#### [Written exercise]
Find each line in the records below that contains the word "lamp" and copy those lines out.

----

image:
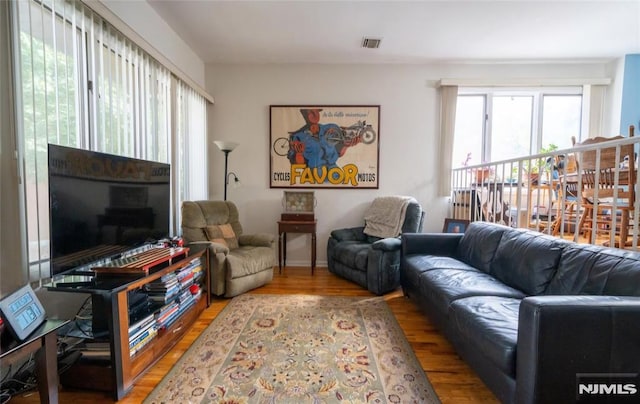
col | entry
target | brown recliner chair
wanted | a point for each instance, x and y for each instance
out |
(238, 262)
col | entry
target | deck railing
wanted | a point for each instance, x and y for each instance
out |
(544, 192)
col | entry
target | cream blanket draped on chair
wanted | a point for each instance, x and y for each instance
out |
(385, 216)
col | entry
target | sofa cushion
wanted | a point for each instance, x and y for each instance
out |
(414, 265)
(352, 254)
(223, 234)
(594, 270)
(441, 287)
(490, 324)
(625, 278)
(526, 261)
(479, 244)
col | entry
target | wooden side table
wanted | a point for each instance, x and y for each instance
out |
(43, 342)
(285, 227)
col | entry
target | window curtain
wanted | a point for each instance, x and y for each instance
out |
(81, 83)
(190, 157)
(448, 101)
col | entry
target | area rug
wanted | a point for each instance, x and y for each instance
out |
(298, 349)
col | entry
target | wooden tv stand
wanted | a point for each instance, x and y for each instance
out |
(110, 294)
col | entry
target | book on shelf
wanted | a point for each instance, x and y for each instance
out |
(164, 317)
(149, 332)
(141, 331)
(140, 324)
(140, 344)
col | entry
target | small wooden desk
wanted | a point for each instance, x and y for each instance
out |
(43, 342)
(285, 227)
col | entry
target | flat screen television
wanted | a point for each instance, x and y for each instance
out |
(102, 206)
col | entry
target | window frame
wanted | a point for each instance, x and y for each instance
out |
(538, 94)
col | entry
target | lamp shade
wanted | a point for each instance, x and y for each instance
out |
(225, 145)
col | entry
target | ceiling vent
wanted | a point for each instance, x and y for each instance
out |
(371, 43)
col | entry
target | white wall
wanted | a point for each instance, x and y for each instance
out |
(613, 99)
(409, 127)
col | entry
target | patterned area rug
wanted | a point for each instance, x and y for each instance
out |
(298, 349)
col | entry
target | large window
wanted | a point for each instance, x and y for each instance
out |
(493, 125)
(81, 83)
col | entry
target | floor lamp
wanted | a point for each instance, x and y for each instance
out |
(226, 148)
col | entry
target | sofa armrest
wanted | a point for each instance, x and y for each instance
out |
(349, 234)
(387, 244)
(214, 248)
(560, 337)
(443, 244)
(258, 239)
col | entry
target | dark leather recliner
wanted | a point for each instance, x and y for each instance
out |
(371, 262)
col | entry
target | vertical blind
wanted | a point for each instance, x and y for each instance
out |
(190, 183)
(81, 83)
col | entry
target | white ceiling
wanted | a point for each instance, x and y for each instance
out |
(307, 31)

----

#### [Finished task]
target | lamp shade
target | floor lamp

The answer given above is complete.